* _Data records_
────
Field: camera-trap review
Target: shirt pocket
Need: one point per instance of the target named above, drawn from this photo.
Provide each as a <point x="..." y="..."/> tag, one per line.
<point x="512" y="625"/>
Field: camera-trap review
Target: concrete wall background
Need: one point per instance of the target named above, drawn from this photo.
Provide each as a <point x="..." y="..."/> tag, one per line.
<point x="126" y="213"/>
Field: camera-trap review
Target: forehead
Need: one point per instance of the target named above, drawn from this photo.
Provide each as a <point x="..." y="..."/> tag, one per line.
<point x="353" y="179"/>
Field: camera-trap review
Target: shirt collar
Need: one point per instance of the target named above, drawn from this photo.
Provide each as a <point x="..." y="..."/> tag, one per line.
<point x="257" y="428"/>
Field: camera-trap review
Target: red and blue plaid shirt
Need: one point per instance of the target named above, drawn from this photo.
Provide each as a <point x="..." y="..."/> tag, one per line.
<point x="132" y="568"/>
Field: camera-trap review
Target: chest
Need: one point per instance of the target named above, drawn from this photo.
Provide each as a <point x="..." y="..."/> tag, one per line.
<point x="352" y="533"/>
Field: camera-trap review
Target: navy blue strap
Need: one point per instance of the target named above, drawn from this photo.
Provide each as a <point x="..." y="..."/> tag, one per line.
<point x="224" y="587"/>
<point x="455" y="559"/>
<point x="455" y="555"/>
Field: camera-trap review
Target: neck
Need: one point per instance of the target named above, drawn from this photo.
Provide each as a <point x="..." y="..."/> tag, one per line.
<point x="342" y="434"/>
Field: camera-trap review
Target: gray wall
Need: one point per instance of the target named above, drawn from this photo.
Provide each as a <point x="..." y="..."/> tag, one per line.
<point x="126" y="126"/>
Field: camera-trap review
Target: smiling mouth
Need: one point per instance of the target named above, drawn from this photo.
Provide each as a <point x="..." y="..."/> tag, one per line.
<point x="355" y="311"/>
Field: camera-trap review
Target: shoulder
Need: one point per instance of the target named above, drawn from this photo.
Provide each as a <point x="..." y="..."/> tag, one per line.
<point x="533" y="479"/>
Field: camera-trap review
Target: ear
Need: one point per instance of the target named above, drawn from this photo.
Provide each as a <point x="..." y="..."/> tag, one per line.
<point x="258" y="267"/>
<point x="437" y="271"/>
────
Repeat the data above in full, word for word.

Field: camera-trap review
Target: shirt pocket
Need: one point per instance of the target named above, drawn from this photo.
Provide each as a <point x="..." y="..."/> tag, one per line.
<point x="512" y="625"/>
Field: camera-trap review
Target: concrete wall background
Need: one point per instance of the target named above, drawn from this photo.
Provide each as a <point x="..." y="..."/> tag, one per line.
<point x="126" y="213"/>
Field: camera-trap review
Target: forehead
Need: one point per instance of the target named above, drawn from this photo.
Provide each as a <point x="..." y="..."/> tag, one per line.
<point x="353" y="179"/>
Field: camera-trap review
Target: shirt collar
Need: one point per instance of the target named above, drawn from this photo.
Provide each as a <point x="..." y="..."/> tag, one per line.
<point x="257" y="428"/>
Field: camera-trap review
Target: red and blue plaid shirt
Need: one point per instance of the target named above, drawn from this photo.
Provide each as a <point x="..." y="..."/> tag, one per line.
<point x="132" y="568"/>
Field: camera-trap review
Target: chest
Need: one point per instance of the target named above, drawn from this photo.
Provide each as a <point x="..." y="..."/> tag, one per line.
<point x="352" y="533"/>
Field: camera-trap review
Target: navy blue strap
Need: one point per instance of the target named above, drawn from this photo.
Provide each as a <point x="..." y="..."/> tag, one per line.
<point x="224" y="587"/>
<point x="455" y="559"/>
<point x="455" y="555"/>
Field: camera-trap review
Target: neck
Need: one point per instance of the target named above, drawn from this photo.
Provide each as a <point x="..." y="..."/> tag, one per line.
<point x="342" y="434"/>
Field: camera-trap review
Target: gray wall
Need: one point per instance of the target named above, drawn from this photo.
Provide each as a <point x="..." y="..."/> tag, one per line.
<point x="126" y="126"/>
Field: camera-trap review
Target: smiling mouth
Need: one point per instance of the target named above, drawn from this photo.
Provide each as a <point x="..." y="..."/> tag, one per line.
<point x="355" y="311"/>
Field: camera-trap review
Target: shoulder
Need: one point per instance of the target named above, drawn from this photo.
Provide each as a <point x="..." y="..."/> tag, one per line.
<point x="533" y="479"/>
Field: camera-trap review
Target: ear
Need: one point per instance of the target named above, drawn from this photo.
Provide each as a <point x="..." y="..."/> tag, one per line.
<point x="258" y="267"/>
<point x="437" y="271"/>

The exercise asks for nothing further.